About this task:
Skip the pictures, and retype the data below in full, exactly.

Data supplied START

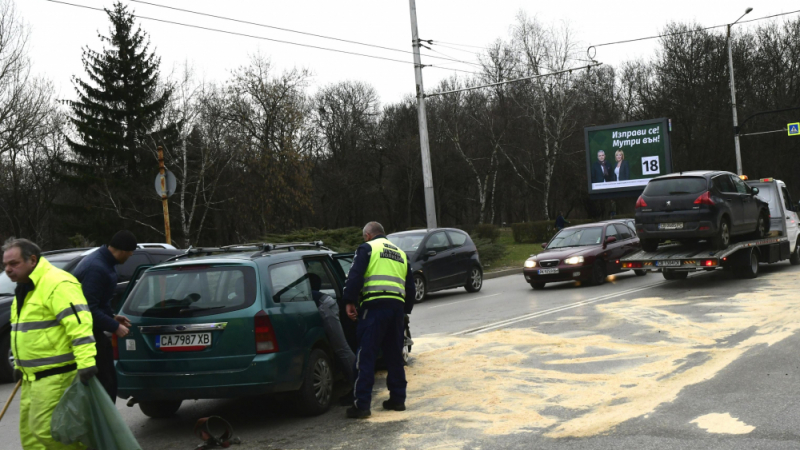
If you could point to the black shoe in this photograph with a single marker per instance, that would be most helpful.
(394, 406)
(355, 413)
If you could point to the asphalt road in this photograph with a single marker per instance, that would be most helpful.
(708, 362)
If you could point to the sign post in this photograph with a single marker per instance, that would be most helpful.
(164, 196)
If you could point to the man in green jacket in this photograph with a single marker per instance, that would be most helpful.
(51, 337)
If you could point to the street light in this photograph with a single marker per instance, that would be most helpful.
(733, 97)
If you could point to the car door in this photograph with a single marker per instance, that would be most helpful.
(749, 215)
(792, 230)
(436, 260)
(461, 255)
(726, 189)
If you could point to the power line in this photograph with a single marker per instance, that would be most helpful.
(690, 31)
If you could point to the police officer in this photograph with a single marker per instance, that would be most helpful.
(380, 282)
(51, 337)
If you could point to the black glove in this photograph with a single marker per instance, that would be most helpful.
(87, 374)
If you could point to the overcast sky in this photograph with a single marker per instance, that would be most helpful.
(58, 32)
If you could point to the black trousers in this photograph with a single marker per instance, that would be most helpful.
(105, 364)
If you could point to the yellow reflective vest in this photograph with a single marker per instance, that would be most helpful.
(54, 327)
(386, 272)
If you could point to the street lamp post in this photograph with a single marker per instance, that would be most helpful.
(733, 97)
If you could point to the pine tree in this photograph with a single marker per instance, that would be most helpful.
(117, 118)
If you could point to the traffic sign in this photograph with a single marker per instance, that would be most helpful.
(171, 183)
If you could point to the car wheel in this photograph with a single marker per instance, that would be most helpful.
(7, 364)
(649, 245)
(795, 258)
(475, 281)
(421, 288)
(723, 237)
(160, 409)
(314, 396)
(672, 275)
(598, 273)
(750, 270)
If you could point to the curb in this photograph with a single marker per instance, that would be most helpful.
(502, 273)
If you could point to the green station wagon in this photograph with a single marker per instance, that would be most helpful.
(229, 322)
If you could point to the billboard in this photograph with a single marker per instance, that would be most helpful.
(623, 157)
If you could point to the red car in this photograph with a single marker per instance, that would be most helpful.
(588, 252)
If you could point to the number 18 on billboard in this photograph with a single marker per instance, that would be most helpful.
(623, 157)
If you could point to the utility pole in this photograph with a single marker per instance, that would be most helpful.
(164, 196)
(427, 175)
(733, 98)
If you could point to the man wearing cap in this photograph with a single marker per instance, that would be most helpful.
(98, 277)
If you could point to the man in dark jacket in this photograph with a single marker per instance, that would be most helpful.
(98, 277)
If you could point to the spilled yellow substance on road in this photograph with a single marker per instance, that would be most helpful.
(722, 424)
(522, 380)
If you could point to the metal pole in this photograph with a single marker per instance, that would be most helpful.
(427, 176)
(733, 105)
(164, 203)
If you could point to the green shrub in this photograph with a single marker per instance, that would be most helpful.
(487, 231)
(489, 252)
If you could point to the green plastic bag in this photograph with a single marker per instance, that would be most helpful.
(86, 414)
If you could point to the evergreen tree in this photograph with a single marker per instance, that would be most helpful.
(117, 117)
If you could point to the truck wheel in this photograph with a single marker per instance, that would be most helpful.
(598, 273)
(160, 409)
(672, 275)
(749, 270)
(723, 237)
(314, 396)
(475, 281)
(795, 258)
(649, 245)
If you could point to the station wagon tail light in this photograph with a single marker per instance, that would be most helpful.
(115, 346)
(265, 334)
(704, 199)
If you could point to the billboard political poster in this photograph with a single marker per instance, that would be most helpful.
(621, 158)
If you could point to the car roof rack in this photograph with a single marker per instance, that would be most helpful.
(259, 248)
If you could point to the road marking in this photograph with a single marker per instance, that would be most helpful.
(502, 323)
(466, 300)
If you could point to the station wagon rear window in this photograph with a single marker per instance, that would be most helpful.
(192, 291)
(675, 186)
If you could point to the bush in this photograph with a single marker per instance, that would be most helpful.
(487, 231)
(489, 252)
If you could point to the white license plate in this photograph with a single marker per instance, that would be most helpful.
(183, 341)
(667, 263)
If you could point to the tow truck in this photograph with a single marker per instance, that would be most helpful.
(676, 260)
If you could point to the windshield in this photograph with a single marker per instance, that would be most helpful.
(6, 285)
(191, 291)
(675, 186)
(576, 237)
(408, 242)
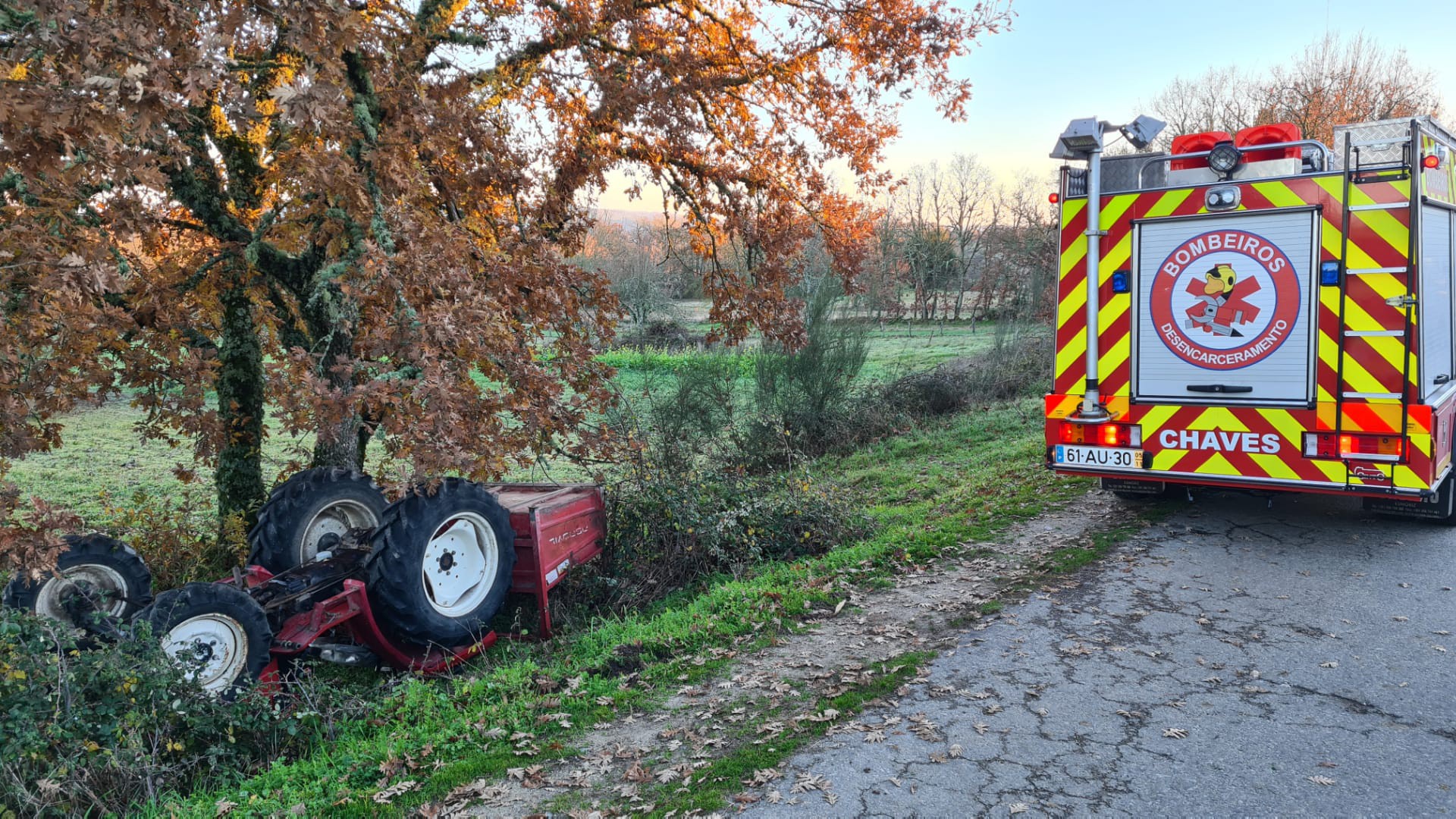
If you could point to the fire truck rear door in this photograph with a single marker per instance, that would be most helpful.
(1225, 309)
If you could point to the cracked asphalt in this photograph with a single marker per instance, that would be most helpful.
(1209, 668)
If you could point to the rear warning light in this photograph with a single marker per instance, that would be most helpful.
(1354, 447)
(1103, 435)
(1196, 143)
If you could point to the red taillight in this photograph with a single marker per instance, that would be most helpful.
(1103, 435)
(1356, 447)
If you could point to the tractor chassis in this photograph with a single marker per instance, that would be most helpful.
(555, 529)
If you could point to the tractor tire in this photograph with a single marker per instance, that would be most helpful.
(95, 564)
(313, 509)
(441, 564)
(216, 630)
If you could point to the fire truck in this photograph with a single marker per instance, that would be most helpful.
(1258, 311)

Data supplied END

Exercise answer:
If you could point to the black shoe in this photograph with a single marker per instance, that would be most helpful.
(394, 406)
(355, 413)
If you could point to the asphalt road in this photograph with a single marker per instance, that would be most helpful.
(708, 362)
If you could point to the sign post in this photograph with a single marker per instance, that would be most helpful.
(164, 196)
If you could point to the man in green jacket in this photograph with a single marker per instance, that would be most helpful.
(51, 337)
If you could point to the street light in this photograph with a single marker per instance, that would be most helpful.
(733, 97)
If you could point to the car door in this photograph with a single marker per instance, that would be most helpful.
(749, 215)
(792, 230)
(436, 260)
(461, 255)
(726, 189)
If you could point to the power line in this photograph with a single marker per instance, that would be most helpful.
(690, 31)
If you could point to the police officer in this photograph with a single marker per instance, that would be most helpful.
(380, 282)
(51, 337)
If you could point to the black glove in this photograph with a single marker per instance, that would be most helpful.
(87, 374)
If you could point to the overcast sky in this photograph with a single marker per instance, that would be most helpful.
(58, 32)
If you could point to the black trousers in this photograph with a single marker per instance, that would be most helpful.
(105, 364)
If you could point to the yellow reflective vest in this photograph with a single marker per instance, that would be most helpful.
(54, 327)
(386, 272)
If you could point to the street lamp post in this photograph with a single marker per instance, that would be most helpful.
(733, 97)
If you could point to the pine tree in this photograph with a single marker per instance, that would be most helpful.
(117, 118)
If you could point to the traffic sign in this photograph with a single marker per instance, that would be most helpful.
(171, 183)
If you could point to the car wheel in this photograph with a single marker per instance, that would be most helpful.
(7, 364)
(649, 245)
(795, 258)
(475, 281)
(421, 288)
(723, 237)
(160, 409)
(314, 396)
(672, 275)
(598, 273)
(750, 270)
If you could point to the curb in this photograph with a single marker per instance, that would be most helpful.
(502, 273)
If you could point to the green station wagon in this photograph with a single marker per instance, that would be most helpful.
(229, 322)
If you could point to the billboard in this photograph with a single marker per instance, that would be most helpful.
(623, 157)
If you could point to the red car in this photograph with a single marker per instance, that would be most helpful.
(588, 252)
If you could point to the number 18 on billboard in this photograph with a single marker per instance, that would be most helpful.
(623, 157)
If you could point to the utility pole in this photograph with a single marker per instance, that would be most helpful.
(164, 196)
(427, 175)
(733, 98)
If you could point to the man wearing cap in this photograph with a single marker per instance, that would be most helpful.
(98, 277)
If you could point to the man in dark jacket in this photograph with a single marker per instance, that would be most helpful.
(98, 277)
If you could point to the spilled yellow substance on road in this photograph with a single marker per instance, that would be most helpful.
(722, 424)
(522, 380)
If you could point to the metal pole in this photograph with a single marker per instance, that would be most helpful.
(427, 176)
(733, 105)
(164, 203)
If you could point to the green shrub in this photograph with a single marker per instance, that would be most helpful.
(487, 231)
(489, 252)
If you could point to the green plastic bag in this photograph with a single marker per instance, that would be most helpful.
(86, 414)
If you could point to the evergreen tree in this photograph with a single marker per instance, that would be most helpful.
(117, 117)
If you could point to the truck wheel in this photograph with a single marker per instance, that would be most helpful.
(598, 273)
(160, 409)
(672, 275)
(749, 270)
(723, 237)
(314, 396)
(475, 281)
(795, 258)
(649, 245)
If you could point to the station wagon tail light in this photograph with a single marker per instance, that would be most helpful.
(115, 346)
(265, 334)
(704, 199)
If you could point to the billboard political poster in this photograph with a single marker per instance, that would be most helpful.
(621, 158)
If you could point to the car roof rack in this photograph with a single marker per instance, that would be most helpful.
(259, 248)
If you could point to the road marking in this photograph with a single marker per instance, that would be most helpful.
(502, 323)
(466, 300)
If you could point to the station wagon rear window in this photograph with a single marker per instance, that would be most helpful.
(192, 291)
(675, 186)
If you could point to the bush in this photograph with a single marker per instance, that would be most helpful.
(487, 231)
(489, 252)
If you could point to the white license plate in this photograph with a single marker per instance, that would be most helpful.
(183, 341)
(667, 263)
If you could point to the tow truck in this photograph with a single marker per instance, that would be most helpful.
(676, 260)
If you could point to the windshield in this photograph with a single marker per instance, that would be most helpful.
(6, 285)
(191, 291)
(675, 186)
(576, 237)
(408, 242)
If you could point to the fire truck rear door in this photograph with a single marker per instance, that would be most helpful.
(1225, 309)
If you could point to the cracked asphalt in this photograph with a single marker per instance, that would be most helpful.
(1209, 668)
If you could point to the rear warning light in this photograph with a single marker per instance, that would be most helpful.
(1354, 447)
(1103, 435)
(1196, 143)
If you could point to the red taillight in this photograph with a single marker per instance, that would be most helpful.
(1103, 435)
(1356, 447)
If you could point to the tractor chassis in this photograph with a single marker per instance, that would be most helpful.
(555, 529)
If you could point to the tractor tire in this photograph with a single marker per instance, that would be most helpful.
(95, 564)
(313, 509)
(441, 564)
(216, 630)
If you could point to the fire truck in this photograph with a single marker per instance, that would be most helpful.
(1258, 311)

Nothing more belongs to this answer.